— start Material supplied —

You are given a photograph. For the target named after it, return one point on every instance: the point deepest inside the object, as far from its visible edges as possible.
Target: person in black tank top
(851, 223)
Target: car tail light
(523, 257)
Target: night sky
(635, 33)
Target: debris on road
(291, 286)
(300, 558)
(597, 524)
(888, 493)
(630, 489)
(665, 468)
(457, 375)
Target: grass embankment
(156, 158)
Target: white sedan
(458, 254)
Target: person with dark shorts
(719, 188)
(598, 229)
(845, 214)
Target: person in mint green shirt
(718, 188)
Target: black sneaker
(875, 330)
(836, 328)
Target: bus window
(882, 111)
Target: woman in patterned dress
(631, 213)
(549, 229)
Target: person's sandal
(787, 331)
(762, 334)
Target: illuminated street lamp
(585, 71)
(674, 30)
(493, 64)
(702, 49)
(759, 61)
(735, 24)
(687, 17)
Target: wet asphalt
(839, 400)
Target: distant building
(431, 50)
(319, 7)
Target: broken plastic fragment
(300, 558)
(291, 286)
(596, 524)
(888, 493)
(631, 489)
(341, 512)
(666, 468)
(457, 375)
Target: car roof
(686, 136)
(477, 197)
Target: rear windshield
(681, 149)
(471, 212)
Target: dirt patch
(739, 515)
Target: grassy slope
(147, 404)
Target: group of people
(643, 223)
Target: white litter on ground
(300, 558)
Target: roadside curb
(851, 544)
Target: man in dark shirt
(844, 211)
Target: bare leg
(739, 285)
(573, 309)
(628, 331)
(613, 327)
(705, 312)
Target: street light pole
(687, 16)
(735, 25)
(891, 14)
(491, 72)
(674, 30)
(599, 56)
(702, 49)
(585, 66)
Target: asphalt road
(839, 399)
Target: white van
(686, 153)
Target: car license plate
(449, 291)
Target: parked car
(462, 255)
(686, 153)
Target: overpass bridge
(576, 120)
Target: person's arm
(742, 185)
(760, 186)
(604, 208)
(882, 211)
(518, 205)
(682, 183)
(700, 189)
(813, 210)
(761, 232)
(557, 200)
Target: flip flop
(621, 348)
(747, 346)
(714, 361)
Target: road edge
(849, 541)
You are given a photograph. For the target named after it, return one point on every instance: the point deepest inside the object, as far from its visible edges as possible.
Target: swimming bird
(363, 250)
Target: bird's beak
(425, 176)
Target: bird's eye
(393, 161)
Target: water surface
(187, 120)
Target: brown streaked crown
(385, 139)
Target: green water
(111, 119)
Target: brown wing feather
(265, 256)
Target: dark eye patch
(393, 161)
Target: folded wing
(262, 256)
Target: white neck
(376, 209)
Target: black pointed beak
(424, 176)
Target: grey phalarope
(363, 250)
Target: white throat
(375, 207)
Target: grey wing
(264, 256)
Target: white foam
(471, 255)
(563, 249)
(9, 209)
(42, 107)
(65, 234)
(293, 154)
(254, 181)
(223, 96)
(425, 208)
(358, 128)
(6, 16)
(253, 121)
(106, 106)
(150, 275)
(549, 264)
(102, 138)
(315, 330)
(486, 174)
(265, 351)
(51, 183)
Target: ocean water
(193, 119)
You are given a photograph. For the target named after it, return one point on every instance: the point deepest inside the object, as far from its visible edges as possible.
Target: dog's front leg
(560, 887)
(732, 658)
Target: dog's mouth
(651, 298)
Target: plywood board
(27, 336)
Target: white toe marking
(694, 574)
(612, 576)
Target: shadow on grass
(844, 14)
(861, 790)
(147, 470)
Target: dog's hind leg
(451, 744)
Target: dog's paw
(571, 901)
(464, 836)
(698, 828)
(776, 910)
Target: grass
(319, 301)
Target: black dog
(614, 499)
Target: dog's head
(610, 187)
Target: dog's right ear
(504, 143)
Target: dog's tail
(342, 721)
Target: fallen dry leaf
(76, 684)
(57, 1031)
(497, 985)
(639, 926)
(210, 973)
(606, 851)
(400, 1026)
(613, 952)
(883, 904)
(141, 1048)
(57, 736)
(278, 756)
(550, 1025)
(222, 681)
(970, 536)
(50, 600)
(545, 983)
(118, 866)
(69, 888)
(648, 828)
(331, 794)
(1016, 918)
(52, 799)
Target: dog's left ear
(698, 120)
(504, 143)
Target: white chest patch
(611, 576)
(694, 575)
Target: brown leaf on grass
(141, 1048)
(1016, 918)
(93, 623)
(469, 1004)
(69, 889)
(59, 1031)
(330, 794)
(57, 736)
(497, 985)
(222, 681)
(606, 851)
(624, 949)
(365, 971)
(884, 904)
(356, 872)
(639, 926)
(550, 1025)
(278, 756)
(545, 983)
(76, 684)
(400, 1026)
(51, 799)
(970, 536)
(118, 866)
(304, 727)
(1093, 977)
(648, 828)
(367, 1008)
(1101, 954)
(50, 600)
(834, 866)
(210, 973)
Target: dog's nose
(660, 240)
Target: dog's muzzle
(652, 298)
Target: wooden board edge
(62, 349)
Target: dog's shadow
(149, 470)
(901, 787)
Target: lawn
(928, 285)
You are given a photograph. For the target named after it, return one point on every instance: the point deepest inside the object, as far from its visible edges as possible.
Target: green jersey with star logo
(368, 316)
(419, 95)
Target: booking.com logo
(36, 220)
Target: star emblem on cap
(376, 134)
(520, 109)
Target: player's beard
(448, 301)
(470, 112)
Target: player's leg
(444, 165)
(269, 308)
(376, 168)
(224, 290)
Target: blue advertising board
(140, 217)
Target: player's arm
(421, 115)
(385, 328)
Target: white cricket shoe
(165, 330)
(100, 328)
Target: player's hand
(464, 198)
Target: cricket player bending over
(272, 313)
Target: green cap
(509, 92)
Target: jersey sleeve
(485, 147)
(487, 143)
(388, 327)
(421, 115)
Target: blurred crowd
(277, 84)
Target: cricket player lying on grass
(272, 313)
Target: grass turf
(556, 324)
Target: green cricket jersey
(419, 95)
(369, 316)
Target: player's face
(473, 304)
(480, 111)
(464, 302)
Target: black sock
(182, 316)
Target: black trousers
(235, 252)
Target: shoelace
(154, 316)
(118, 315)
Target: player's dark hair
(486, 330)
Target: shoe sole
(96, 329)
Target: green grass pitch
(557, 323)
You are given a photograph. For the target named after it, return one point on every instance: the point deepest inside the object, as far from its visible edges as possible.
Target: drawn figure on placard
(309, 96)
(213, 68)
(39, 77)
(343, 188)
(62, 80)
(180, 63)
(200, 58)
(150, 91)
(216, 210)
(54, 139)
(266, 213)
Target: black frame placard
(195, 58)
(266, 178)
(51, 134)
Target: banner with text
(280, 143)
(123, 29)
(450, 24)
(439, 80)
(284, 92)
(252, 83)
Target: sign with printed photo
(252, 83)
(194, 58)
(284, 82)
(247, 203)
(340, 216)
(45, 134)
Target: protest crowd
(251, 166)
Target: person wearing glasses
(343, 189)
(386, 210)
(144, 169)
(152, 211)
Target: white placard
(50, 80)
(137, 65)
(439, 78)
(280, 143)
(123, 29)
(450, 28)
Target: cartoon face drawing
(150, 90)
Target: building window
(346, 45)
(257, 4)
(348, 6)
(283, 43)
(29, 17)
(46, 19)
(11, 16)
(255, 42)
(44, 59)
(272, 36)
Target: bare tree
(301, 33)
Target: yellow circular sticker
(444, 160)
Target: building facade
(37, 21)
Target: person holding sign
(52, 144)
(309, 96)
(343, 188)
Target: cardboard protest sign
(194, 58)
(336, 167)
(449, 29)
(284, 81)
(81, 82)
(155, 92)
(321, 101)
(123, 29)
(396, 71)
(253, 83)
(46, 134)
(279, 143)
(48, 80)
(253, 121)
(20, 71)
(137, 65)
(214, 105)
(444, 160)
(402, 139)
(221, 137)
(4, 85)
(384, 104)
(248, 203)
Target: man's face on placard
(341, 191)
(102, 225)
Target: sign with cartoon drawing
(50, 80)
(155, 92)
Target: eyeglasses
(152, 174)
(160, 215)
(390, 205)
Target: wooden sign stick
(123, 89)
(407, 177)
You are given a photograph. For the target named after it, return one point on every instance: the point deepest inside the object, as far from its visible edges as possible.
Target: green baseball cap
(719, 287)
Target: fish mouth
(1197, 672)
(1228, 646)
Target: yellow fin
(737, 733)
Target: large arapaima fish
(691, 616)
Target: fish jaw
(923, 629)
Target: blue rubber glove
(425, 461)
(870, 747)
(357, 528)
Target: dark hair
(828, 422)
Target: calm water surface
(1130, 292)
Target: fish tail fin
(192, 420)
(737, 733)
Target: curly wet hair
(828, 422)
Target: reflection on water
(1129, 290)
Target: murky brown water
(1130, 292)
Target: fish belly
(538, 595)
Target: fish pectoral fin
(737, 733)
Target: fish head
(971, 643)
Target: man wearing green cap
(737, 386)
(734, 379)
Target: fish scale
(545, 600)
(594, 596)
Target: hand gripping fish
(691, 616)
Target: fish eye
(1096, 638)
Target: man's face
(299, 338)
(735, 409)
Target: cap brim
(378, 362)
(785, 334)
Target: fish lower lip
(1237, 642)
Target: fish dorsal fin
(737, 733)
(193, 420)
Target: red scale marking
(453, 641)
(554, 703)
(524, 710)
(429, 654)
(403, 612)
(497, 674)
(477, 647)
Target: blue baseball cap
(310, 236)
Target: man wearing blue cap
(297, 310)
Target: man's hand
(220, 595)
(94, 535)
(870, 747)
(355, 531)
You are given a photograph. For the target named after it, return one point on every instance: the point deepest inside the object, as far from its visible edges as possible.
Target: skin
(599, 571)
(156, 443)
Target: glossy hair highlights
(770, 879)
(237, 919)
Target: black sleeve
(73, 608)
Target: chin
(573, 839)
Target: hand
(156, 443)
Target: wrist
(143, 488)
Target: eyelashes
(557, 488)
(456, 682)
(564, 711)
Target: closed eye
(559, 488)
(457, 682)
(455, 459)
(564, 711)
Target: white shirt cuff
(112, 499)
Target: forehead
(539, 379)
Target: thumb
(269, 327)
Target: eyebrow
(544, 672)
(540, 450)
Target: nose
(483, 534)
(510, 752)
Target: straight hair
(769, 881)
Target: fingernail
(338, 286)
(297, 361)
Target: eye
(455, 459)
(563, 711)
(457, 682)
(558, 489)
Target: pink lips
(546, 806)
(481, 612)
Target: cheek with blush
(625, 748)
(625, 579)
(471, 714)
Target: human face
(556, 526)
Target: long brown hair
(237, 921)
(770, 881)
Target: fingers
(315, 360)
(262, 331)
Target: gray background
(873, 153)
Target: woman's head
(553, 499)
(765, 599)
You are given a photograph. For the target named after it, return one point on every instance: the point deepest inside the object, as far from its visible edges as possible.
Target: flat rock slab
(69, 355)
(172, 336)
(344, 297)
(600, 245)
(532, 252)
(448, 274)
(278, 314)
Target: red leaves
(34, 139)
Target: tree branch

— end Material supplied —

Reproduce exactly the line that holds "Target: glossy hair highlights", then every line after it, ending with the final line of the records above.

Target: glossy hair highlights
(770, 879)
(237, 919)
Target: black sleeve
(73, 608)
Target: chin
(573, 839)
Target: hand
(156, 443)
Target: wrist
(143, 488)
Target: eyelashes
(557, 488)
(456, 682)
(564, 711)
Target: closed eye
(559, 488)
(457, 682)
(455, 459)
(564, 711)
Target: white shirt cuff
(112, 499)
Target: forehead
(539, 379)
Target: thumb
(269, 327)
Target: eyebrow
(544, 672)
(540, 450)
Target: nose
(483, 534)
(510, 752)
Target: straight hair
(769, 881)
Target: fingernail
(338, 286)
(297, 361)
Target: eye
(455, 459)
(563, 711)
(457, 682)
(558, 489)
Target: pink lips
(546, 806)
(481, 612)
Target: cheek with blush
(625, 748)
(625, 579)
(471, 714)
Target: human face
(556, 526)
Target: long brown hair
(237, 921)
(770, 881)
Target: fingers
(315, 360)
(262, 331)
Target: gray background
(873, 153)
Target: woman's head
(553, 499)
(765, 599)
You are given a photograph. For the target named after it, return one point on every instance: the point deepest inside the object, as far from its visible edges as possible.
Target: flat rock slab
(69, 355)
(172, 336)
(344, 297)
(600, 245)
(532, 252)
(448, 274)
(278, 314)
Target: red leaves
(34, 139)
Target: tree branch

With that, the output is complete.